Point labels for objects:
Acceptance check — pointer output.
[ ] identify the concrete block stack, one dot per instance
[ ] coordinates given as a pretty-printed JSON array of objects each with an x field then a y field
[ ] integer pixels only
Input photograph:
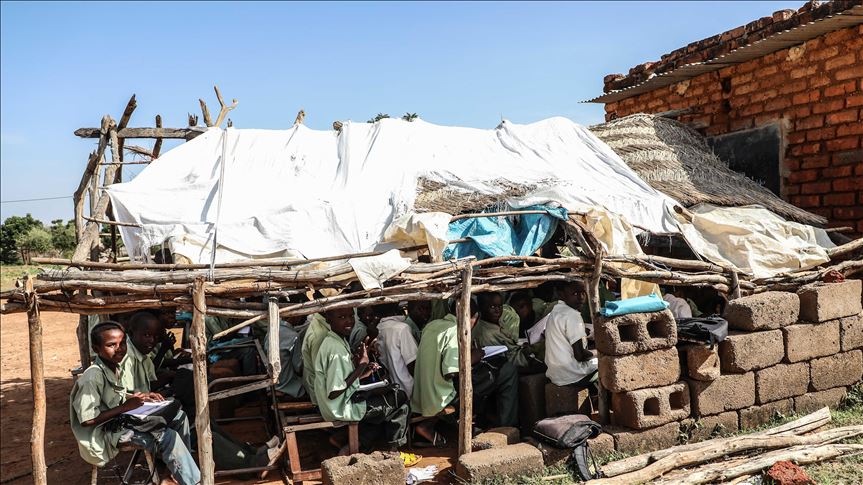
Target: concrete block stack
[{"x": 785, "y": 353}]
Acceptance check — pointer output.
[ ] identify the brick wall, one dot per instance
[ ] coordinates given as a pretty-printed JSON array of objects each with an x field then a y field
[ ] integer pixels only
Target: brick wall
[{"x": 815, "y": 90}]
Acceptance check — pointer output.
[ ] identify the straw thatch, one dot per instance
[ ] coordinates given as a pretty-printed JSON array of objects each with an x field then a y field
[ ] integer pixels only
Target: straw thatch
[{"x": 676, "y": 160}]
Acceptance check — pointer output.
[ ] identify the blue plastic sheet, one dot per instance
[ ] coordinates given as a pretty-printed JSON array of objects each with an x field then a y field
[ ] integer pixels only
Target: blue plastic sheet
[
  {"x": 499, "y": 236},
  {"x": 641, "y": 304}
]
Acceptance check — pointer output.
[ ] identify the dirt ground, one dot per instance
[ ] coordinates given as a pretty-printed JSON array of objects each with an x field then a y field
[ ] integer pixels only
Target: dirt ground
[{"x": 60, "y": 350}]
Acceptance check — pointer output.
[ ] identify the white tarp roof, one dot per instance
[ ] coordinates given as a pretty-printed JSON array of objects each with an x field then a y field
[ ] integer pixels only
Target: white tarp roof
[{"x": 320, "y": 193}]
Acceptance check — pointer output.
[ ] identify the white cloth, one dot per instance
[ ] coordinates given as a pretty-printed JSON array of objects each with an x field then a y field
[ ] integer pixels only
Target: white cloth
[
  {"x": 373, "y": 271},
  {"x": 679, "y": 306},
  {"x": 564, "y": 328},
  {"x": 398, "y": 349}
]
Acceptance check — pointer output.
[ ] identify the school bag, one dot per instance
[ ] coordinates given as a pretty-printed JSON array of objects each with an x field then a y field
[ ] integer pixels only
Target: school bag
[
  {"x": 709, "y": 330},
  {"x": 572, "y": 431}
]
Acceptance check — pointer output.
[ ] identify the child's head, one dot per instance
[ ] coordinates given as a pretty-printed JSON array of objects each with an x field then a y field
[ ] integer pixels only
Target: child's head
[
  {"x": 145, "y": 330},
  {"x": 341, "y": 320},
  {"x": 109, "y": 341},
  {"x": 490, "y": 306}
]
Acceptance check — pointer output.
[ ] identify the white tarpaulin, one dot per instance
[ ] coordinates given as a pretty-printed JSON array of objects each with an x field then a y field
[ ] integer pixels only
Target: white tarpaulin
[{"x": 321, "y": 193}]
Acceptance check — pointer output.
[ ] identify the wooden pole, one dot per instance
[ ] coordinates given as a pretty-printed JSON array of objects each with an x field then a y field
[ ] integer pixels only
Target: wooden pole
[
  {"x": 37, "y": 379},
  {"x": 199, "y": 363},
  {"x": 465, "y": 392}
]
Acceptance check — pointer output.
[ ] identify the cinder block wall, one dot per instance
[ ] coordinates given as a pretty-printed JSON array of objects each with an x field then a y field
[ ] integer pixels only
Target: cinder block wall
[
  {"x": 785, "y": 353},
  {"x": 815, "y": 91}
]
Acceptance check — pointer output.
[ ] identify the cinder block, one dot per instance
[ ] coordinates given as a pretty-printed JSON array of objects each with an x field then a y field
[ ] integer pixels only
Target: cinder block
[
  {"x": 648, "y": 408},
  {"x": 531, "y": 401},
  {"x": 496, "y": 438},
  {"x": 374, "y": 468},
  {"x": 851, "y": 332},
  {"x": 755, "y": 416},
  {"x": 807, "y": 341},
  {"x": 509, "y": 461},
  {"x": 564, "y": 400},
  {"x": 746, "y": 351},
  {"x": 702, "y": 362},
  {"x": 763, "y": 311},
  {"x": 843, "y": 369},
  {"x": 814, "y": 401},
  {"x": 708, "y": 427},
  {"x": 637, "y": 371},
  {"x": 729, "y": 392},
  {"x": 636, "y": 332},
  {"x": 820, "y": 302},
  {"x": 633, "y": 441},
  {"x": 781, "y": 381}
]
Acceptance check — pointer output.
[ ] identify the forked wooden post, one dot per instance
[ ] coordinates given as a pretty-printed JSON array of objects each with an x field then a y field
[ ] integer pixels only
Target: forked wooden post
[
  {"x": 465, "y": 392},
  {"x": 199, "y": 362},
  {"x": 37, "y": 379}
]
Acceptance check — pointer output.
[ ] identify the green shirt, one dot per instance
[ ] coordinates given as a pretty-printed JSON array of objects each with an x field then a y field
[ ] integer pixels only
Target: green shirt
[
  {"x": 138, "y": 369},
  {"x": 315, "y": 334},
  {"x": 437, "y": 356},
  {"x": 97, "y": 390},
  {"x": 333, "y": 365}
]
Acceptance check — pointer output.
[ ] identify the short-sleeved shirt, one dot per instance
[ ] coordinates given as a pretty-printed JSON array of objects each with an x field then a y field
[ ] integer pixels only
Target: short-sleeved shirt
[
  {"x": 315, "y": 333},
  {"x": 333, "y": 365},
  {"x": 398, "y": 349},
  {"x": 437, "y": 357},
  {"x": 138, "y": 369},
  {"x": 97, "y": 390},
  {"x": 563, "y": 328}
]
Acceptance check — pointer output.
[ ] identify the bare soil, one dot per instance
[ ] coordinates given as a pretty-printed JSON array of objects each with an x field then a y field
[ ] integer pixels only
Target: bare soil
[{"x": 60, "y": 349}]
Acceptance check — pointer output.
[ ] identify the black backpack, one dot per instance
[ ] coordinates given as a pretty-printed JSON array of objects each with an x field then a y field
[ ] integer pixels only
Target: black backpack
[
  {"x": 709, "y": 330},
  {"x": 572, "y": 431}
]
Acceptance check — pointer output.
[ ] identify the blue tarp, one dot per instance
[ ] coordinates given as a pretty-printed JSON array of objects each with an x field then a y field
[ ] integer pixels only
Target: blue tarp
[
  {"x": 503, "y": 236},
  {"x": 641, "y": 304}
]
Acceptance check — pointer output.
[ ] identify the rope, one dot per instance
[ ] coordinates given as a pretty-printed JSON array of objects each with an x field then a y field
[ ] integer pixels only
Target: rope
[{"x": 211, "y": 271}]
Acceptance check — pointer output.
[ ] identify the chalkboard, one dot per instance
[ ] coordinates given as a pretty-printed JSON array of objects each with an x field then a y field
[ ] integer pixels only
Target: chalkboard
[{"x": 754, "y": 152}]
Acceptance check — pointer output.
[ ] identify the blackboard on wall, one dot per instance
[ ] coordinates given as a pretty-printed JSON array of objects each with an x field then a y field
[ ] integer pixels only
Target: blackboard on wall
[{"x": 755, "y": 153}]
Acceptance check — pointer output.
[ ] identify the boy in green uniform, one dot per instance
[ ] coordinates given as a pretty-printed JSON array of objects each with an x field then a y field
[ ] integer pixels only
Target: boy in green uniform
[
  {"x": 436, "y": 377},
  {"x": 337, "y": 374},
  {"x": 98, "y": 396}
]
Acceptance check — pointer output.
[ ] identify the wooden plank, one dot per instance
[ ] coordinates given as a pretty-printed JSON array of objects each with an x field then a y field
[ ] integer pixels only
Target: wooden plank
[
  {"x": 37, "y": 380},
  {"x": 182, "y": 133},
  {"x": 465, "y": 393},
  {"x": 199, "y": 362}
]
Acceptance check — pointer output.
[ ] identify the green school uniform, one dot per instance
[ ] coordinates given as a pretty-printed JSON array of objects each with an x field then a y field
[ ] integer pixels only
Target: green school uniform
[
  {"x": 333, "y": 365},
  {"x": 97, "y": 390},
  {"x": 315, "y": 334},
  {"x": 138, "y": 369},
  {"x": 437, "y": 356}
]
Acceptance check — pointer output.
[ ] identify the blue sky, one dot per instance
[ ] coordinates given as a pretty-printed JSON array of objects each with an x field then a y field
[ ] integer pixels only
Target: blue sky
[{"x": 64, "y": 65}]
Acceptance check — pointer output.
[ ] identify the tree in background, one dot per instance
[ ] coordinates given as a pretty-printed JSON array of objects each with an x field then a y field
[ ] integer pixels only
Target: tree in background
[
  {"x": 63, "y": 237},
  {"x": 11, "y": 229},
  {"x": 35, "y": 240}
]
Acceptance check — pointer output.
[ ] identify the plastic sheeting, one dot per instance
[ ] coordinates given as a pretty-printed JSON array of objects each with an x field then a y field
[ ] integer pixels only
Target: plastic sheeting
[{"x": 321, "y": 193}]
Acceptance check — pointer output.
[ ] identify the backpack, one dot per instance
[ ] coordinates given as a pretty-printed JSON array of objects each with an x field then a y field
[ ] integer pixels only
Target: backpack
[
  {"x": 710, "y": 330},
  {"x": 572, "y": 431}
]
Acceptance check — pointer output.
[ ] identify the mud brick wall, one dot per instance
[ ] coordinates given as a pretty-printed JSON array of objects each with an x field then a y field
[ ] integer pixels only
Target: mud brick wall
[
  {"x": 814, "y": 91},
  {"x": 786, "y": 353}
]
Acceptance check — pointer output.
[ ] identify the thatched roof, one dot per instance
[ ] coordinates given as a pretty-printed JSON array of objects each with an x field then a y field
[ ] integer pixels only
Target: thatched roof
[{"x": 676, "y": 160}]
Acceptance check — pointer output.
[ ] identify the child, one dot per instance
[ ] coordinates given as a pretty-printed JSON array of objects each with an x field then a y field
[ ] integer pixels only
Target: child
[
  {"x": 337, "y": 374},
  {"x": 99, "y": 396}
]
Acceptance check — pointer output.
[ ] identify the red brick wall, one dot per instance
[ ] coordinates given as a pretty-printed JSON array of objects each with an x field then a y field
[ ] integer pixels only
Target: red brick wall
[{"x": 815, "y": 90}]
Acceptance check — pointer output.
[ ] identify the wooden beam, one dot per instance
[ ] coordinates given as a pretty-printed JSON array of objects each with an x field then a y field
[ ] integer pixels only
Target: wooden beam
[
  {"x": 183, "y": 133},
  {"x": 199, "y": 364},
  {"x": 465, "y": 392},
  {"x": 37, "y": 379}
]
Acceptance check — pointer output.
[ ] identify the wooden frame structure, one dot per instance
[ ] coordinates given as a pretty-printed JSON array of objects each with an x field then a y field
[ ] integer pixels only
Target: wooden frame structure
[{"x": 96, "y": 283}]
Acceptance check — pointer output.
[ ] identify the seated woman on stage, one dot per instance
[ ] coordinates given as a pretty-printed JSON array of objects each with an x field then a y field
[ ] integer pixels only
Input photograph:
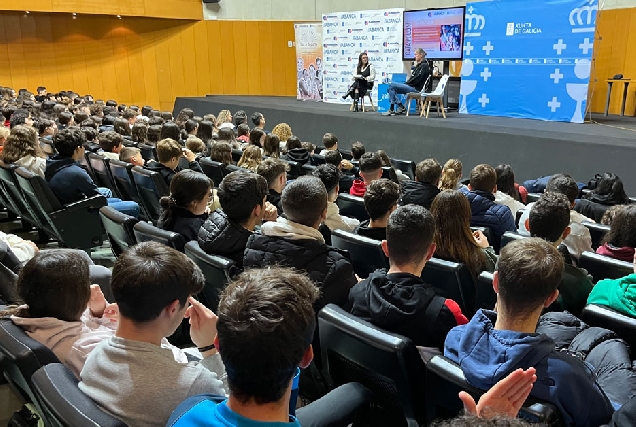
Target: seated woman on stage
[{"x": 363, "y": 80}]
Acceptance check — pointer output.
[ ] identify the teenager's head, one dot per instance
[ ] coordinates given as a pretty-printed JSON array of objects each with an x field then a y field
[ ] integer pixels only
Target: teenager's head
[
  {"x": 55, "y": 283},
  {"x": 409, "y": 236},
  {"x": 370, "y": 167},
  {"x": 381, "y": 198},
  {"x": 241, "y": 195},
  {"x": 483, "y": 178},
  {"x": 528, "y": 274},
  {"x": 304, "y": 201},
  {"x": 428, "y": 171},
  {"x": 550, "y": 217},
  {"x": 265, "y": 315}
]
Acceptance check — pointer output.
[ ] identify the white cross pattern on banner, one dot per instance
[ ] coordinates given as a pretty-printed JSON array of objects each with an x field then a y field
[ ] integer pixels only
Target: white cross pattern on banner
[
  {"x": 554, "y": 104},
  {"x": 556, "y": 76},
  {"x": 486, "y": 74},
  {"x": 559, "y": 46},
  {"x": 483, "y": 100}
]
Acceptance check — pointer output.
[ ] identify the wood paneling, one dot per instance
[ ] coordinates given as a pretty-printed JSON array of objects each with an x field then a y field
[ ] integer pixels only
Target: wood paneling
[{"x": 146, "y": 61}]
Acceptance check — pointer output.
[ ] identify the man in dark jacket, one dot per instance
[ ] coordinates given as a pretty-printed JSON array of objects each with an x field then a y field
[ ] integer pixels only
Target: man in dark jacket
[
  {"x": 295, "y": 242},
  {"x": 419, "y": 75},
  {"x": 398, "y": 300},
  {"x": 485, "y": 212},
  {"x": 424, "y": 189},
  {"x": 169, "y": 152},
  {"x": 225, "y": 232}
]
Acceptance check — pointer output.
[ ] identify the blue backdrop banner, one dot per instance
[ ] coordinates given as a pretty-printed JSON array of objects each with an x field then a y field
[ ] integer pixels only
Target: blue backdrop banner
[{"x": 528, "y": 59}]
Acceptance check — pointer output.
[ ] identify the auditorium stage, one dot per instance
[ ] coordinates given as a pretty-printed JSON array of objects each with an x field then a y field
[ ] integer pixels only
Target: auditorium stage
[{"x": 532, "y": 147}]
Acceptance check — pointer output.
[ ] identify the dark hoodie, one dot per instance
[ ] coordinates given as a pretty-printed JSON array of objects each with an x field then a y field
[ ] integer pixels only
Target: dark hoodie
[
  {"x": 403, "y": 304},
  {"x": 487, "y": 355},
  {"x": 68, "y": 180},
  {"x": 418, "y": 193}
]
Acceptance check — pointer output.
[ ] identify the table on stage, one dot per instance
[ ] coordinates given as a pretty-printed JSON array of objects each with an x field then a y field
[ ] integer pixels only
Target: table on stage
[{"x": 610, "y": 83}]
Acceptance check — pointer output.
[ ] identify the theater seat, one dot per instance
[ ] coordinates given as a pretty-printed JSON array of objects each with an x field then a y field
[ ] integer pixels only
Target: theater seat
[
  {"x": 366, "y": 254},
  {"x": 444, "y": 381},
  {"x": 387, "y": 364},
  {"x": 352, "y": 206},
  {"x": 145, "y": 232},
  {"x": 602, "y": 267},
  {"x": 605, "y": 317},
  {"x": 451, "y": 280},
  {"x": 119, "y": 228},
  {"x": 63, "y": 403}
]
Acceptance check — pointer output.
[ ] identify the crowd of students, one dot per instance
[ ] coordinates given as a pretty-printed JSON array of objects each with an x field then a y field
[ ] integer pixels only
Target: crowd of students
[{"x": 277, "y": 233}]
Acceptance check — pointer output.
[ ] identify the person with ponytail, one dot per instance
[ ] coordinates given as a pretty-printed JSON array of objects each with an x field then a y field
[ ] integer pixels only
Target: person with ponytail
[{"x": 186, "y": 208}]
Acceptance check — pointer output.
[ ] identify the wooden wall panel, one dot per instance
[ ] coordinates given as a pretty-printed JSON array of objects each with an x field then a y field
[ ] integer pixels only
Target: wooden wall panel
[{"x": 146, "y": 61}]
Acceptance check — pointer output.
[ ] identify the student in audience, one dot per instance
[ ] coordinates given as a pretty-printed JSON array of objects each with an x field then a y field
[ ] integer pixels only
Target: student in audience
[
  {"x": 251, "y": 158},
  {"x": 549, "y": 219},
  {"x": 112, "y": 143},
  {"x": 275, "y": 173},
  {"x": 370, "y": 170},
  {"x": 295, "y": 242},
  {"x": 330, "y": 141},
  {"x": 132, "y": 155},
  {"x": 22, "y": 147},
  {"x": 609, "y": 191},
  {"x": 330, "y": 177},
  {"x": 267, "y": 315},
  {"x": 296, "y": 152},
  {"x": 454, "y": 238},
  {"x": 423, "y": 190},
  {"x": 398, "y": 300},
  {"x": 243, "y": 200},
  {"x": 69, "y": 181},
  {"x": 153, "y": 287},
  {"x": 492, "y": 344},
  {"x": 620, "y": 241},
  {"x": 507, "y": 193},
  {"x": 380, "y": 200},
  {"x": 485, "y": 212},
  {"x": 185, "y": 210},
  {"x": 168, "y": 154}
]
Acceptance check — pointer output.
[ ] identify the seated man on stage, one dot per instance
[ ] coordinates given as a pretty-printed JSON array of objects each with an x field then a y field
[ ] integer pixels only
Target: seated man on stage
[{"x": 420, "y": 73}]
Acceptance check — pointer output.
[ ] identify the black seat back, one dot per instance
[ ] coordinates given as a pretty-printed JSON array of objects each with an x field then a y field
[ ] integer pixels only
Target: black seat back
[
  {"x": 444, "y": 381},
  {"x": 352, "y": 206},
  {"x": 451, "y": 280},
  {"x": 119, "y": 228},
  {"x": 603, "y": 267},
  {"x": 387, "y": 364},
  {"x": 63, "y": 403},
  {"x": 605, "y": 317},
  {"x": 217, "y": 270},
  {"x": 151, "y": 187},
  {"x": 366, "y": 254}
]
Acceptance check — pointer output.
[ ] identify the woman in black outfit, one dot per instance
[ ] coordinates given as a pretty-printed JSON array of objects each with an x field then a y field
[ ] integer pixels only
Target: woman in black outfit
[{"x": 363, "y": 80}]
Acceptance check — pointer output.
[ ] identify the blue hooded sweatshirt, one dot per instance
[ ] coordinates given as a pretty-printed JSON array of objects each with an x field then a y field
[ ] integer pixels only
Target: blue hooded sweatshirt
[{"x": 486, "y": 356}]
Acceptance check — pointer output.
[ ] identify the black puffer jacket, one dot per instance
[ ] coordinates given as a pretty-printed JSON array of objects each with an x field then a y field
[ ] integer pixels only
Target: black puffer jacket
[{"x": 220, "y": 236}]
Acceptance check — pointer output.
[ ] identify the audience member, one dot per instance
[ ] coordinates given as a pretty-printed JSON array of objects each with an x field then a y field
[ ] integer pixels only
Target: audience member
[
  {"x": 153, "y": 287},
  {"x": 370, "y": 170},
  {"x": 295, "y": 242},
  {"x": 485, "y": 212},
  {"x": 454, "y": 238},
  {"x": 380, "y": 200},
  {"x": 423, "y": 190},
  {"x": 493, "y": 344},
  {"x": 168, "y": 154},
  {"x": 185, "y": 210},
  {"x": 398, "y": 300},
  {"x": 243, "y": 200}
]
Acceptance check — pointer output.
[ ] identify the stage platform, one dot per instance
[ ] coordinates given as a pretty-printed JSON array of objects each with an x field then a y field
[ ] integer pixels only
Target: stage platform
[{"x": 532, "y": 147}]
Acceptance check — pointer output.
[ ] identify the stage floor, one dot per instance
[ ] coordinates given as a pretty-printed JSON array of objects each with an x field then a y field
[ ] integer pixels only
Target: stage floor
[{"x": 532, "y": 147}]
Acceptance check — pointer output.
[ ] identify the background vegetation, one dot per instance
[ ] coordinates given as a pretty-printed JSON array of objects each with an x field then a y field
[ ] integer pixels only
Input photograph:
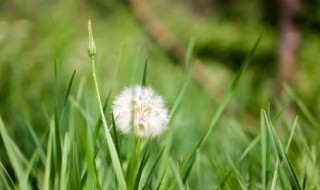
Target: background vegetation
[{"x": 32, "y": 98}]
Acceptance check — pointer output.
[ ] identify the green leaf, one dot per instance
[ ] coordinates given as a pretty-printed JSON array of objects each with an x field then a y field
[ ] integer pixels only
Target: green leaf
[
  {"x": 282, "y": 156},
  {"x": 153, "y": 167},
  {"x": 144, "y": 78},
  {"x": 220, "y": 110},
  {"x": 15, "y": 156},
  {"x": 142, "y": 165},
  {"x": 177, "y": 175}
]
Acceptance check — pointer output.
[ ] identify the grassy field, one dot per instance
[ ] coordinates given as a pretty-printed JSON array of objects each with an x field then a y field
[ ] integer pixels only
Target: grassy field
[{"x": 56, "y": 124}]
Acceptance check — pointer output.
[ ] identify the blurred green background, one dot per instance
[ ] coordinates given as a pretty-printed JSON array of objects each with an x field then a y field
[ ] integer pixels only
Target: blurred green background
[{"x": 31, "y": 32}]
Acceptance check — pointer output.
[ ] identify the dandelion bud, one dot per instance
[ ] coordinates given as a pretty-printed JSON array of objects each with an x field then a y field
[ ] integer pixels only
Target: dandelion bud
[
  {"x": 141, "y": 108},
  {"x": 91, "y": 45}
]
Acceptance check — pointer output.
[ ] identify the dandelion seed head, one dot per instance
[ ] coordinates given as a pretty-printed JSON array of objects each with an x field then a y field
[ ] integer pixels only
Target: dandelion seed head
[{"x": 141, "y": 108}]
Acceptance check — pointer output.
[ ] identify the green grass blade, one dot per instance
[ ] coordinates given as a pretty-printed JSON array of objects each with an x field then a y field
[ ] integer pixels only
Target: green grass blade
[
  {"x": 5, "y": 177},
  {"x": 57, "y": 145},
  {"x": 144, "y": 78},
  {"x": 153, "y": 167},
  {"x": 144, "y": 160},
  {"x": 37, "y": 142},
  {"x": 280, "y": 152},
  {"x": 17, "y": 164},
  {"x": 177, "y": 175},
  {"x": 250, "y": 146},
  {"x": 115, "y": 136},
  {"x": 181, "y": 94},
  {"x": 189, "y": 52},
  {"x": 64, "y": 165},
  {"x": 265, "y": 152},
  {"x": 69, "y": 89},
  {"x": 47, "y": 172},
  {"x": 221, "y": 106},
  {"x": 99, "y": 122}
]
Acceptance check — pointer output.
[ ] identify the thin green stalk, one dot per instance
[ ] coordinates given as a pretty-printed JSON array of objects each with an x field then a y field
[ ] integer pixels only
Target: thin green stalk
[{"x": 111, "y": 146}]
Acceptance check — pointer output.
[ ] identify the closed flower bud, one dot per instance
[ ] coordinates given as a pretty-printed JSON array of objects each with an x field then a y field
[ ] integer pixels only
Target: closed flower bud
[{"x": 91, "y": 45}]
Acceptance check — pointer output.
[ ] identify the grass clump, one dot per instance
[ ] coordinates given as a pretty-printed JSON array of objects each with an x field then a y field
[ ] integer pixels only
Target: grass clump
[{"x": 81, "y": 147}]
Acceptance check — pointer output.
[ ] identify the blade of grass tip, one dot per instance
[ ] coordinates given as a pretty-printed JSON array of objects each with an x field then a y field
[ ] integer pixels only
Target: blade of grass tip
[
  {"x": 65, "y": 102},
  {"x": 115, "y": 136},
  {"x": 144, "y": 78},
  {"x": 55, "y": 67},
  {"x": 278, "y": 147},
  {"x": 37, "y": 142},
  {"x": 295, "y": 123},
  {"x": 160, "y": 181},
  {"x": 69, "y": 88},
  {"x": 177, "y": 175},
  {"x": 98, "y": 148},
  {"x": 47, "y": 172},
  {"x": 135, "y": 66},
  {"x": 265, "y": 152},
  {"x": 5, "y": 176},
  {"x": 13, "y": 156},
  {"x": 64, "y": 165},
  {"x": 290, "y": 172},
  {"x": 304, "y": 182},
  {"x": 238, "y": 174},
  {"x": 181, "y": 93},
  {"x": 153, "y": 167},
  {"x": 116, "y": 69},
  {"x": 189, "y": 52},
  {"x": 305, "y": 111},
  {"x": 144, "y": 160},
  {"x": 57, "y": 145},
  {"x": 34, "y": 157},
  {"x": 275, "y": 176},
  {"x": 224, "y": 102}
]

- [WHAT THE TASK REQUIRES]:
How many lines in the listing above contain the string "pattern"? Reply with the number only.

- [WORKED ANSWER]:
2